> **Texto selecionado**
-------------------------

24 Novembro 2022
A redução “econômica” de um sacramento é certamente algo grave: mas não foi o Estado que começou a fazer isso, mas sim a Igreja, em um tempo totalmente diferente e com intenções bem diferentes.
O comentário é do teólogo italiano Andrea Grillo, professor do Pontifício Ateneu Santo Anselmo, em Roma. O artigo foi publicado em seu blog, Come Se Non, 22-11-2022. A tradução é de Moisés Sbardelotto.
A proposta [do partido italiano de extrema direita Liga] de “incentivar o matrimônio católico” com um bônus, que prevê a possibilidade de dedução de 20% das despesas efetuadas com a cerimônia até o teto máximo de 20.000 euros, imediatamente suscitou reações indignadas. Um quadro muito preciso das questões foi delineado rapidamente por Luciano Moia no dia 21, no jornal Avvenire (em um artigo pontual que pode ser lido em italiano aqui). As palavras claras desse texto também incorporam as declarações firmes de Dom Paglia, que soam assim:
“O matrimônio para a Igreja é um sacramento, e um sacramento não se compra. O fiel que escolhe a celebração do matrimônio na Igreja não se deixa convencer a esse passo por deduções econômicas.”
Não se deve esquecer, no entanto, como o próprio Moia bem evidencia na segunda parte de seu artigo, que essa “redução econômico-jurídica” do matrimônio não é apenas fruto de um “grosseiro descuido” de alguns parlamentares da Liga, mas é também o resultado de uma “história” pela qual a Igreja Católica deve assumir uma grande parte da responsabilidade. Há uma autocrítica eclesial que é intrínseca ao “relançamento saudável” da escolha matrimonial. O Papa Francisco disse isso claramente naquele “decálogo de autocrítica” que encontramos no início da Amoris laetitia, onde ele especifica:
“É verdade que não tem sentido limitar-nos a uma denúncia retórica dos males atuais, como se isso pudesse mudar qualquer coisa. De nada serve também querer impor normas pela força da autoridade” (AL 35).

-------------------------

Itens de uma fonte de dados
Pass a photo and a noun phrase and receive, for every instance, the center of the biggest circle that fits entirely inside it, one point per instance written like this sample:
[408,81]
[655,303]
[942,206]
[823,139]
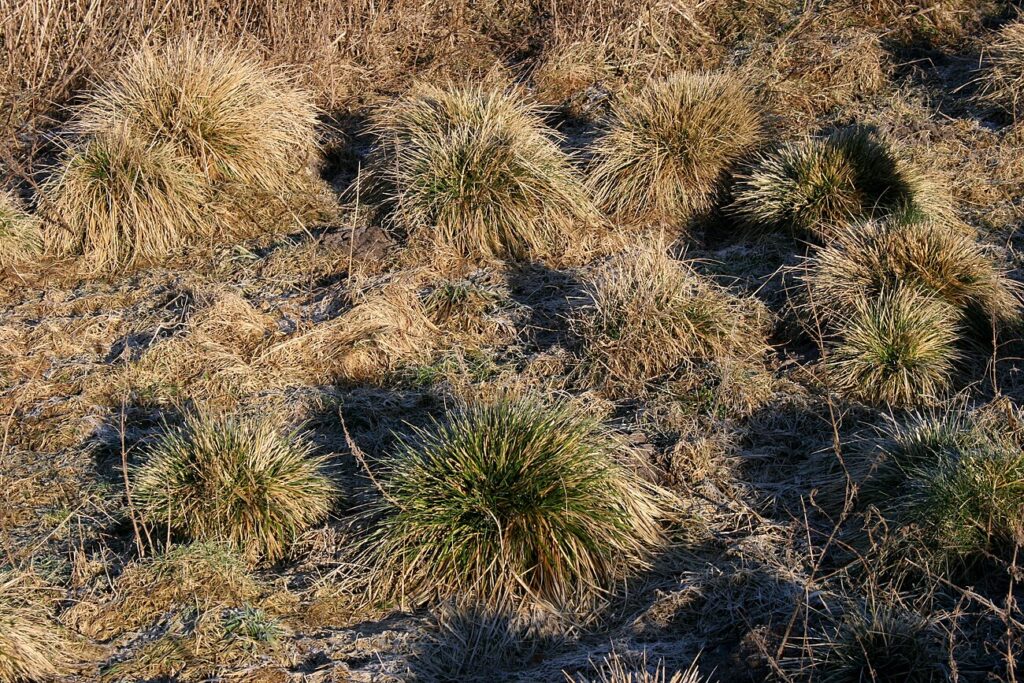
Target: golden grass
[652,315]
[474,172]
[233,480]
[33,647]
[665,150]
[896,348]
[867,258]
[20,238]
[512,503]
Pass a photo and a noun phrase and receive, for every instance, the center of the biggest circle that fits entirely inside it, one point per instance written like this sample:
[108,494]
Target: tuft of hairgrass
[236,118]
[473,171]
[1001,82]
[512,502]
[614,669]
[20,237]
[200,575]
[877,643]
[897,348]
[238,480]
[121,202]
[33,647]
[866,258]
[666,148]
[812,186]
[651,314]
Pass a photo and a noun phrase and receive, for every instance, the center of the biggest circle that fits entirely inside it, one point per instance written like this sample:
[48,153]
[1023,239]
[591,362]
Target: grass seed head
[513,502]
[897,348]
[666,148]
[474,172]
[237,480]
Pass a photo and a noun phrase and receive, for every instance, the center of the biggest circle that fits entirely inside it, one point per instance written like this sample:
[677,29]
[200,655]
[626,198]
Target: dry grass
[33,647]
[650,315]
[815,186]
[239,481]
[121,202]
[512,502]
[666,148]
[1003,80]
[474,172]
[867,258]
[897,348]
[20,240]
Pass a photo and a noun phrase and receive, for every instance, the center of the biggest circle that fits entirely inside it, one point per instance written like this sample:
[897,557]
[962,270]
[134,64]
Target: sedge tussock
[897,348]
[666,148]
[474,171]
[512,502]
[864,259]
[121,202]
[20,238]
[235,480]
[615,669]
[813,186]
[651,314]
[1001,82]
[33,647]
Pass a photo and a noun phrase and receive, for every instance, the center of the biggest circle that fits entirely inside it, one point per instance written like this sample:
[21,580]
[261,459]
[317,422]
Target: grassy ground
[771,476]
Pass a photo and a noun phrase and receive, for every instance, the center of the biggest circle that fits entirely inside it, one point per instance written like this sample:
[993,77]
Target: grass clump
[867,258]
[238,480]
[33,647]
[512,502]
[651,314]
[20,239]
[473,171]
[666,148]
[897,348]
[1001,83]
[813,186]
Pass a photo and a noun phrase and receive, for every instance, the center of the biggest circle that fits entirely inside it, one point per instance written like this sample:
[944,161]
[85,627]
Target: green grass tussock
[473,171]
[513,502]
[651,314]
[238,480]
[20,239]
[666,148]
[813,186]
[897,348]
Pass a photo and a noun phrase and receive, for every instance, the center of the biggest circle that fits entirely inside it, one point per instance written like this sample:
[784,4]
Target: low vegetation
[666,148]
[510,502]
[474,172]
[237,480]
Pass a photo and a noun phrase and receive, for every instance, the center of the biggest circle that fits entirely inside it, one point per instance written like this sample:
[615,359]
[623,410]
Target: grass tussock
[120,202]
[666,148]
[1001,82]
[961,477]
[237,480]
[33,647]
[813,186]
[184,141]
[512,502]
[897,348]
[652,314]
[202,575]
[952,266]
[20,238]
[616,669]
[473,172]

-------------------------

> **Tarefas propostas**
1. De acordo com as declarações de Dom Paglia reproduzidas no texto sobre o bônus ao matrimônio católico, por que a proposta de incentivo econômico é inadequada? Responda em uma a três frases.
2. Redija a continuação do texto sobre o bônus ao matrimônio católico a partir do ponto em que ele termina.

> **Respostas às tarefas**
1. Porque, para a Igreja, o matrimônio é um sacramento, e um sacramento não se compra. Além disso, o fiel que escolhe celebrar o matrimônio na Igreja não se deixa convencer a esse passo por deduções econômicas.

2.
Essa autocrítica é particularmente árdua, porque colide com um “sistema” que fez do princípio de autoridade sua razão de ser, sua identidade e sua honra. Gostaria de me deter brevemente sobre esse ponto.
Duas palavras latinas nos são úteis para entender o desvio “jurídico-economicista” em que caímos, quase sem perceber. Luciano Moia ainda nos ajuda de modo elegante, quando, no início de seu artigo, lembra como o Pe. Abbondio, no capítulo 2 de “Os noivos”, propõe a Renzo uma pequena lição sobre o matrimônio:
“‘Você sabe quantos são os impedimentos dirimentes?’ ‘Como o senhor quer que eu saiba de impedimentos?’ ‘Error, conditio, votum, cognatio, crimen, cultus disparitas, vis, ordo, ligamen, honestas, si sis affinis…’, começava o Pe. Abbondio, contando na ponta dos dedos. ‘O senhor está brincando comigo?’, interrompeu o jovenzinho. ‘O que quer que eu faça com seu latinorum?’”
A cena está carregada daquela ironia que Manzoni sabia orquestrar com tanta habilidade. Mas representa uma compreensão do matrimônio que, há cerca de um século, tornou-se possível na Europa, após o decreto Tametsi (1563). Com este, a Igreja Católica assumia como critério de validade do sacramento do matrimônio sua “forma canônica”. Pela primeira vez, o matrimônio tornava-se totalmente interno a um “ordenamento jurídico”.
O projeto de lei da Liga permanece substancialmente nessa lógica: e pretende incentivar a escolha do casamento “religioso” por meio de um “bônus”. É curioso ler a definição que o Dicionário Treccani dá de “bônus”: “Desconto, abono, espec. em âmbitos como os seguros e os transportes”.
Que o matrimônio é tratado como um seguro ou como um contrato de transporte, isso não é novidade. Grande parte das políticas econômicas “em favor da família” funcionam assim: com descontos, deduções ou incentivos, criando as condições para que a união, a geração ou o cuidado-assistência possam ser economicamente mais vantajosas.
A redução “econômica” de um sacramento é certamente algo grave: mas não foi o Estado que começou a fazer isso, mas sim a Igreja, em um tempo totalmente diferente e com intenções bem diferentes. Porém, a sobreposição completa e tendencialmente totalizante entre “ordenamento eclesial” e “lógica matrimonial” nasceu precisamente em meados do século XVI, na reação da Igreja Católica às transformações modernas. Foi a modernidade católica que inventou essa possibilidade.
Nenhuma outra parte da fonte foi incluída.